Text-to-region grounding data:
==========

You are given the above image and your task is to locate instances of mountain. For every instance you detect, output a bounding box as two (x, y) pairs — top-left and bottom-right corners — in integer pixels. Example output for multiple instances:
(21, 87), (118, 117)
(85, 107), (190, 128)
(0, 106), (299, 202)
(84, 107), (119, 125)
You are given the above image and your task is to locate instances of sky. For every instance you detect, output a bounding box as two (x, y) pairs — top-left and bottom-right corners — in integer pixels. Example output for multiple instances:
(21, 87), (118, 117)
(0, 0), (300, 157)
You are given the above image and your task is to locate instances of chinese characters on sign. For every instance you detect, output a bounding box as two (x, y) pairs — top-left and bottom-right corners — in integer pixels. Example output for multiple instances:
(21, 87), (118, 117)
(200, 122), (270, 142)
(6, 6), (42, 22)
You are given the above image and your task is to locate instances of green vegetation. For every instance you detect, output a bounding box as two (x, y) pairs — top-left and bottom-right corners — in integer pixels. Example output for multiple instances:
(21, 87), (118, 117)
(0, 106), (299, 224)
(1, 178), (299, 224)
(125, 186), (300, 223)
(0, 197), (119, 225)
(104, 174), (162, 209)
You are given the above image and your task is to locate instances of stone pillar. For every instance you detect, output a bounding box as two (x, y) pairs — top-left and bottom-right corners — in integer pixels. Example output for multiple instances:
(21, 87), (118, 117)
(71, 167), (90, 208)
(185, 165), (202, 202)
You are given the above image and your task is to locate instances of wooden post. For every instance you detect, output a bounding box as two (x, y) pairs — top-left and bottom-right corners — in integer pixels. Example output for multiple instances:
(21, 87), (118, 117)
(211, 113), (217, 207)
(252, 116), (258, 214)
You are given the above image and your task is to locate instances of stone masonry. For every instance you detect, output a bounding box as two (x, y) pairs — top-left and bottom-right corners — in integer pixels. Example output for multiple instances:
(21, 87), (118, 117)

==========

Action item – Check each line of the records above for the word "stone", count the lines that have it, and give only the count.

Task result – 2